# [EXERCISE]
Reproduce each of the following entries verbatim, keeping every line in its original form and order.

_ _ _ _ _ _ _

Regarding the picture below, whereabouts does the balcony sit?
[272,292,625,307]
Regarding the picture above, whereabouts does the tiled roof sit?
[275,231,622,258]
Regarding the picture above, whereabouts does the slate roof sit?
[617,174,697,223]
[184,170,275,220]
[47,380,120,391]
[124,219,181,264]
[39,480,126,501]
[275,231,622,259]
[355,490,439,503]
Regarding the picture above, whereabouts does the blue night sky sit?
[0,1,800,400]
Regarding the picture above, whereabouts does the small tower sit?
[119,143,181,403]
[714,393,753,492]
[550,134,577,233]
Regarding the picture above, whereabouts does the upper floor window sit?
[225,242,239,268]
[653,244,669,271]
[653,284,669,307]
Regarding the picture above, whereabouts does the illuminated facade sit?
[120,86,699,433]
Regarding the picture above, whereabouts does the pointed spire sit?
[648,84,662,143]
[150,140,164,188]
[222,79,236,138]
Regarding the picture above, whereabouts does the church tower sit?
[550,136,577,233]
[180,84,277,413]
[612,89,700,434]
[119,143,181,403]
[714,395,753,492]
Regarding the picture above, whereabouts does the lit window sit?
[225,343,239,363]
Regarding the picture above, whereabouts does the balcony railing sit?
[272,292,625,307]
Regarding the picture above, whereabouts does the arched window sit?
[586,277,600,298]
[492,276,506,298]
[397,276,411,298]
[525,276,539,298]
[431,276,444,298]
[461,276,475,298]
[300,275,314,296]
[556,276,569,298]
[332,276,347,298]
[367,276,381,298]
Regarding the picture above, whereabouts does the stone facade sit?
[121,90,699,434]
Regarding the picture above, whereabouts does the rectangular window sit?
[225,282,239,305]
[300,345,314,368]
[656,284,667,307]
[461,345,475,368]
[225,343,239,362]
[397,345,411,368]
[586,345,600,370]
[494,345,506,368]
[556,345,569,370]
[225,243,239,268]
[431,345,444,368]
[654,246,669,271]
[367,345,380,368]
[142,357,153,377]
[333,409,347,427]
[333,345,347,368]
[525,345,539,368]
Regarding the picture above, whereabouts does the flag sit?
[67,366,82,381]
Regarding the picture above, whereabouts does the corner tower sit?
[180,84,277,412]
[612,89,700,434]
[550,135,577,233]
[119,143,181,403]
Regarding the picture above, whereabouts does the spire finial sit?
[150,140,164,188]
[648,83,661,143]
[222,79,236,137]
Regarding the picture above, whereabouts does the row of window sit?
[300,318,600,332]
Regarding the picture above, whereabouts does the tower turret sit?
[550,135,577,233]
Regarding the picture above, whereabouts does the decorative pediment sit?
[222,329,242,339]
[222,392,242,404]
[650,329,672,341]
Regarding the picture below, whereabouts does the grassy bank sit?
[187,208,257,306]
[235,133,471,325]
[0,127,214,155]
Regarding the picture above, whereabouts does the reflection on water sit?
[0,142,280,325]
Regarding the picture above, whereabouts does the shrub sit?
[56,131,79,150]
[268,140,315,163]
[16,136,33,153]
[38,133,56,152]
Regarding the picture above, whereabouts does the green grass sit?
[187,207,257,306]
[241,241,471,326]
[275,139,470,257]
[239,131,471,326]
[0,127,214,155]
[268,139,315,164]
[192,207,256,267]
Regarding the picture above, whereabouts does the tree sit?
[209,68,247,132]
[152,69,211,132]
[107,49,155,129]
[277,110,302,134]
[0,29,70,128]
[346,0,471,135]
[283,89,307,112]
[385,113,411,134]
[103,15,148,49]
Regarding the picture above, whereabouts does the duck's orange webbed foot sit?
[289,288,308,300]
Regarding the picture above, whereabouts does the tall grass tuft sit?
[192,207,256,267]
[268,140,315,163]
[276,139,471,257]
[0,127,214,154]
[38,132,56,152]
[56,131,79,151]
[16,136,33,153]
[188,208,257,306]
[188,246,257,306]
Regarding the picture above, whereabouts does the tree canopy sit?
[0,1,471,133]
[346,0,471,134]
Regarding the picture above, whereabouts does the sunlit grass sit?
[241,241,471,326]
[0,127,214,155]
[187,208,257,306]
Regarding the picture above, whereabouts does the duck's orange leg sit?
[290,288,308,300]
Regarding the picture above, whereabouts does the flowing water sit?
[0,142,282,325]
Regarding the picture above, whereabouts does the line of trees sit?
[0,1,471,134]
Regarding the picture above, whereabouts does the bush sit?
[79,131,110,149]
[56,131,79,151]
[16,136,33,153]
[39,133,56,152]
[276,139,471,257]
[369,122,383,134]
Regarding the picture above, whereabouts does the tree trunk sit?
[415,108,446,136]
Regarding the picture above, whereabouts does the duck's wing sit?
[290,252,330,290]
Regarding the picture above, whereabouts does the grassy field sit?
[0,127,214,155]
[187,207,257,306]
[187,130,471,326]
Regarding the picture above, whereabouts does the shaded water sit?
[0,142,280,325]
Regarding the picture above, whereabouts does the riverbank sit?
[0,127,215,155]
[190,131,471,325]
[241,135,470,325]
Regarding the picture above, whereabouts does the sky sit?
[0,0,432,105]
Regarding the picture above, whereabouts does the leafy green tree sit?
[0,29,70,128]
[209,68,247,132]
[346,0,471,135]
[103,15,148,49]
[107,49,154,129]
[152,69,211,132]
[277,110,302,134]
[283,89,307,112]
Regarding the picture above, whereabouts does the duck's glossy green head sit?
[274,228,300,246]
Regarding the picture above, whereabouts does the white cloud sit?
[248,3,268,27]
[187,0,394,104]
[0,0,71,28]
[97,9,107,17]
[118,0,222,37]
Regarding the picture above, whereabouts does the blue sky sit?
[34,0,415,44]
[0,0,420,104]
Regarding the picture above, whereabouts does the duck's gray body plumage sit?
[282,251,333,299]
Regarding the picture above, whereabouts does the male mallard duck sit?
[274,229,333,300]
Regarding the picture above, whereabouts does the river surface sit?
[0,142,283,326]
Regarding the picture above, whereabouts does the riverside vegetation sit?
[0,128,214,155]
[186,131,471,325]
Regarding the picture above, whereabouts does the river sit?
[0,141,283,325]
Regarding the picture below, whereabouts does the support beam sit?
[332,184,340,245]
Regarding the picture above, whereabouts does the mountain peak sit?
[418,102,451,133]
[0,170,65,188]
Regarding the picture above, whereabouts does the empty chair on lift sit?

_ _ _ _ _ _ _

# [WRITTEN RESPONSE]
Regarding the picture below, whereabouts does the balcony sit?
[272,292,625,307]
Regarding the picture above, whereabouts does the tiled roof sit?
[275,231,622,258]
Regarding the picture above, whereabouts does the slate roof sit?
[617,174,697,223]
[184,170,275,220]
[47,380,120,391]
[124,219,181,264]
[39,480,126,501]
[275,231,622,259]
[355,490,439,503]
Regarding the picture above, whereabouts does the blue night sky sit?
[0,1,800,400]
Regarding the picture above, whereabouts does the small tower sit?
[119,143,181,403]
[714,393,753,492]
[550,134,577,233]
Regarding the picture above, whereabouts does the upper floor window sit?
[225,242,239,268]
[653,244,669,271]
[653,284,669,307]
Regarding the picture above, whereabouts does the illuminated facade sit?
[120,86,699,433]
Regarding the picture above, whereabouts does the pointed spire sit?
[648,84,662,143]
[150,140,164,188]
[222,79,236,138]
Regarding the picture above, whereabouts does the church tower sit?
[550,136,577,233]
[180,84,277,413]
[612,89,700,434]
[119,143,181,403]
[714,395,753,492]
Regarding the picture above, whereabouts does the lit window sit?
[225,343,239,363]
Regarding the picture above, whereabouts does the balcony railing sit?
[272,292,625,307]
Regarding the picture above, whereabouts does the arched window sit?
[586,277,600,298]
[492,276,506,298]
[397,276,411,298]
[525,276,539,298]
[431,276,444,298]
[461,276,475,298]
[300,275,314,296]
[556,276,569,298]
[332,276,347,298]
[367,276,381,298]
Regarding the picture above, whereabouts does the stone facade sit?
[121,90,699,434]
Regarding the picture above, whereabouts does the rectangular window sit?
[225,282,239,305]
[300,345,314,368]
[656,284,667,307]
[461,345,475,368]
[225,343,239,362]
[397,345,411,368]
[586,345,600,370]
[494,345,506,368]
[556,345,569,370]
[225,243,239,268]
[431,345,444,368]
[654,246,669,271]
[367,345,380,368]
[142,357,153,377]
[333,409,347,427]
[333,345,347,368]
[525,345,539,368]
Regarding the picture above, whereabouts does the flag sit?
[67,366,82,381]
Regarding the picture above, whereabouts does the corner tower sit?
[180,84,277,412]
[612,89,700,434]
[550,135,577,233]
[119,143,181,403]
Regarding the picture above, whereabouts does the spire finial sit?
[150,140,164,188]
[648,83,661,143]
[222,79,236,137]
Regarding the picture above, whereabouts does the row of window sit?
[300,318,600,332]
Regarding the picture above, whereabouts does the tower turret sit?
[550,135,577,233]
Regarding the picture above, whereabouts does the decorative pediment sit?
[222,329,242,339]
[222,392,242,404]
[650,329,672,341]
Regarding the picture below, whereabouts does the grassy bank sit?
[187,208,257,306]
[235,133,471,325]
[0,127,214,155]
Regarding the picture above, whereabouts does the reflection on water sit?
[0,142,280,325]
Regarding the picture above, whereabouts does the shrub sit?
[56,131,79,150]
[268,140,315,163]
[16,136,33,153]
[38,133,56,152]
Regarding the picture above, whereabouts does the green grass sit?
[187,207,257,306]
[241,241,471,326]
[275,139,470,257]
[239,131,471,326]
[0,127,214,155]
[268,139,315,164]
[192,207,256,267]
Regarding the picture above, whereabouts does the tree sit?
[209,68,247,132]
[152,69,211,132]
[107,49,155,129]
[277,110,302,134]
[0,29,70,128]
[346,0,471,135]
[283,89,307,112]
[385,113,411,134]
[103,15,148,49]
Regarding the picture above, whereabouts does the duck's orange webbed foot sit?
[289,288,308,300]
Regarding the picture above, whereabouts does the tall grass tuft sit?
[192,207,256,267]
[268,140,315,163]
[276,139,471,257]
[0,127,214,154]
[38,132,56,152]
[56,131,79,151]
[16,136,33,153]
[188,208,257,306]
[188,246,257,306]
Regarding the picture above, whereabouts does the tree canopy sit?
[0,1,471,133]
[346,0,471,134]
Regarding the picture above, whereabouts does the sunlit grass sit?
[241,241,471,326]
[0,127,214,155]
[187,208,257,306]
Regarding the picture above, whereabouts does the duck's orange leg sit?
[290,288,308,300]
Regarding the picture above, whereabouts does the flowing water sit?
[0,142,282,325]
Regarding the picture above, whereabouts does the line of trees sit?
[0,1,471,134]
Regarding the picture above, whereabouts does the bush sit?
[79,131,110,149]
[56,131,79,151]
[16,136,33,153]
[39,133,56,152]
[276,139,471,257]
[369,122,383,134]
Regarding the picture above, whereabouts does the tree trunk sit?
[415,108,446,136]
Regarding the picture above, whereabouts does the duck's wing sit?
[290,252,330,290]
Regarding the picture above, whereabouts does the grassy field sit?
[0,127,214,155]
[187,207,257,306]
[187,130,471,326]
Regarding the picture above, whereabouts does the shaded water sit?
[0,142,280,325]
Regarding the picture above, whereabouts does the riverbank sit?
[0,127,215,155]
[190,131,471,325]
[241,135,470,325]
Regarding the picture above, whereabouts does the sky sit?
[0,0,432,105]
Regarding the picture above, whereabouts does the leafy green tree sit?
[0,29,70,128]
[209,68,247,132]
[346,0,471,135]
[103,15,148,49]
[107,49,154,129]
[152,69,211,132]
[277,110,302,134]
[283,89,307,112]
Regarding the picture above, whereabouts does the duck's glossy green head sit?
[274,228,300,246]
Regarding the picture above, whereabouts does the white cloud sit?
[248,3,268,27]
[187,0,394,104]
[0,0,71,28]
[97,9,107,17]
[118,0,222,37]
Regarding the picture above, whereabouts does the blue sky sit?
[34,0,415,44]
[0,0,420,104]
Regarding the picture above, whereabouts does the duck's gray body plumage sit?
[282,251,333,299]
Regarding the picture above, whereabouts does the male mallard duck sit?
[274,229,333,300]
Regarding the picture above, whereabouts does the river surface sit?
[0,142,283,326]
Regarding the picture above, whereabouts does the riverside vegetation sit?
[0,128,214,155]
[186,131,471,325]
Regarding the picture above, whereabouts does the river sit?
[0,141,283,325]
Regarding the picture below, whereabouts does the support beam sit?
[332,184,340,245]
Regarding the picture above, whereabouts does the mountain peak sit?
[418,102,451,133]
[0,170,65,188]
Regarding the picture above, whereabouts does the empty chair on lift sit?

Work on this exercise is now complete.